Input data.
>> START
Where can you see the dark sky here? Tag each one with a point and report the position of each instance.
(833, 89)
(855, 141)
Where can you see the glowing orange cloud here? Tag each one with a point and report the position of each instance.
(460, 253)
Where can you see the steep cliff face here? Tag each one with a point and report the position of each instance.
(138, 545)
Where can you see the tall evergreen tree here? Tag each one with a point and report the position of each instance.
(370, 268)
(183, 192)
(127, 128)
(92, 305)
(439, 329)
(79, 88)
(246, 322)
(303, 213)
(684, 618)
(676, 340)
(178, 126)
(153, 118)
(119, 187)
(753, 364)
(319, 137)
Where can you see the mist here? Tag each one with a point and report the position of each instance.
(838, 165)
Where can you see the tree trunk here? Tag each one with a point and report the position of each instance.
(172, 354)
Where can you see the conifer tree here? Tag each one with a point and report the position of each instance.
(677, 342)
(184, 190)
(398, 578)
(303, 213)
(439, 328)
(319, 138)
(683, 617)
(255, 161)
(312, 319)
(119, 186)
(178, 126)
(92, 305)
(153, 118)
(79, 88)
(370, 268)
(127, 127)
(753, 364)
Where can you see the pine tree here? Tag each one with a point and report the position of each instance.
>> END
Aim. Could you lay out the material as a JSON list of strings, one string per line with blank lines omitted, beginning at the line that has "Where can you see the tree" and stopping after the last line of the material?

Correct output.
[
  "Where can you see the tree trunk here? Tag each one with a point and report the position of each instance.",
  "(172, 354)",
  "Where can you see the conifer tree here? Tag each one with a point and report the position of each instance.",
  "(677, 342)",
  "(184, 190)",
  "(398, 578)",
  "(303, 213)",
  "(439, 328)",
  "(319, 138)",
  "(683, 617)",
  "(255, 161)",
  "(312, 319)",
  "(119, 186)",
  "(178, 126)",
  "(92, 305)",
  "(153, 118)",
  "(79, 88)",
  "(370, 268)",
  "(127, 127)",
  "(753, 364)",
  "Where can you see the pine tree here? Tag each one with a point and report the position of each instance."
]